Task instructions:
Write out, word for word, the part of the account of the trip to Amedzofe that begins at the words "Amedzofe lies between" and stops after the words "vegetation is lush.".

Text under study:

---------------

Amedzofe

I boarded a trotro out of Ho to move toward the Togolese border crossing a charming hilly landscape with remnants of beautiful tropical forest. From Fume junction, extensive work was under way to upgrade the road. The Mountain Paradise Lodge, where I had envisaged staying, was too near the dust and the noise from the building site, so I went further to Amezofe, which sits higher on the hill, comfortably away from any annoyance. The only reminder of the roadwork was the bright cut in the hillside below where the white chalky rock showed amid the dark green vegetation.

 

Amedzofe lies between two peaks, one of which is a bare grassy knoll, and the other is occupied by the church preceded by a cement staircase. Some tall trees stick out here and there from among the sparse houses, and all around the vegetation is lush.

---------------

Information:
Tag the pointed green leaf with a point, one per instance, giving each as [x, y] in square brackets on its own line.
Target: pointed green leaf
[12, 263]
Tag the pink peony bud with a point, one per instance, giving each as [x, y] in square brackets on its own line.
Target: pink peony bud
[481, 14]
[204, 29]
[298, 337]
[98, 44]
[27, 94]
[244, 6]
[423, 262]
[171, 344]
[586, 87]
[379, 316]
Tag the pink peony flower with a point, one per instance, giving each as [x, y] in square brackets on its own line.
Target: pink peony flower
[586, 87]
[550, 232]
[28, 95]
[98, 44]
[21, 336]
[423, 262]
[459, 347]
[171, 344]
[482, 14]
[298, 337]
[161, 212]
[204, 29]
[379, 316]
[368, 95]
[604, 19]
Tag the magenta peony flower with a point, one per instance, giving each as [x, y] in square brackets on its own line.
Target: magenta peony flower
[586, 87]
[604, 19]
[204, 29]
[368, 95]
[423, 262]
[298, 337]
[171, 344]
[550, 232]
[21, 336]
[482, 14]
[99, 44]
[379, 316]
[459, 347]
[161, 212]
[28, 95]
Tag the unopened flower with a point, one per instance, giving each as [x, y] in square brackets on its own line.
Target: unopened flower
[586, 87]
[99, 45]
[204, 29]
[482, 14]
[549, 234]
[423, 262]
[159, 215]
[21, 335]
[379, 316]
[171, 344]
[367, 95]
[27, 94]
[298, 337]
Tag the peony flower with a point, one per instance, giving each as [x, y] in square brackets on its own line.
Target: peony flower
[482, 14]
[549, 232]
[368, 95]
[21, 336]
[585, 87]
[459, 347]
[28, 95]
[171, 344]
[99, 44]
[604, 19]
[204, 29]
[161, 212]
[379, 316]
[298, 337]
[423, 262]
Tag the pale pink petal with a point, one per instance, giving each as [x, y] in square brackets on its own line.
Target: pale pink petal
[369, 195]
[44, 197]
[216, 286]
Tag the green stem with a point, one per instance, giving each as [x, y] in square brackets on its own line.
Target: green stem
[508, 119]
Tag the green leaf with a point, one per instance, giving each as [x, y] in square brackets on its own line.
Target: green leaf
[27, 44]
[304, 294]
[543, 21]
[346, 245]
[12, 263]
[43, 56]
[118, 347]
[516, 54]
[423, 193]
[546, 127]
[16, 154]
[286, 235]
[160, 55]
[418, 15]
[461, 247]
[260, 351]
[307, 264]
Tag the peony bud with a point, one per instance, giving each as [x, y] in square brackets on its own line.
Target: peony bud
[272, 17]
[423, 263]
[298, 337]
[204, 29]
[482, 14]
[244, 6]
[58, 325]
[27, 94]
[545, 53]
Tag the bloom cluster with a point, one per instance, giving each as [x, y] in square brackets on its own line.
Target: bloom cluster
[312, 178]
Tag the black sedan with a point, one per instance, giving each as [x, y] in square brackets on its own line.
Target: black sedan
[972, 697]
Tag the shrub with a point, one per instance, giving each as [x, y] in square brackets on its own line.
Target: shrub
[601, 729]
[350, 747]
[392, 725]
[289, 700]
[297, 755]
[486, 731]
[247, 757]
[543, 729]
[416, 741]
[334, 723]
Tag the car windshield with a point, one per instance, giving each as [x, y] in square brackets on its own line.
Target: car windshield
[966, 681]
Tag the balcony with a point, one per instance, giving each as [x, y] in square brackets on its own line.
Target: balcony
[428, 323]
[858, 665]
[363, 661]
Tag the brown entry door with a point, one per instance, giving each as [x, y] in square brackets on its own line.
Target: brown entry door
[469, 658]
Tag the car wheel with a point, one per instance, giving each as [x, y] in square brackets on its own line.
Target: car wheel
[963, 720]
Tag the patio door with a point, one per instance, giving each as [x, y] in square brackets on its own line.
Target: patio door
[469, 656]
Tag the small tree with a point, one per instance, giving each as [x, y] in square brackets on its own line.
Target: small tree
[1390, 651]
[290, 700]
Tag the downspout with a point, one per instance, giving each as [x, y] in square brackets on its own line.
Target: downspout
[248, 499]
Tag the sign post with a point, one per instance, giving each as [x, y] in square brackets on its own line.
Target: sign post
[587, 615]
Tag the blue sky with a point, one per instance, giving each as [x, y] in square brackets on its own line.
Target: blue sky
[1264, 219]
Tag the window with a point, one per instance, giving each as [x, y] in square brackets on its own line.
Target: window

---------------

Written answer:
Amedzofe lies between two peaks, one of which is a bare grassy knoll, and the other is occupied by the church preceded by a cement staircase. Some tall trees stick out here and there from among the sparse houses, and all around the vegetation is lush.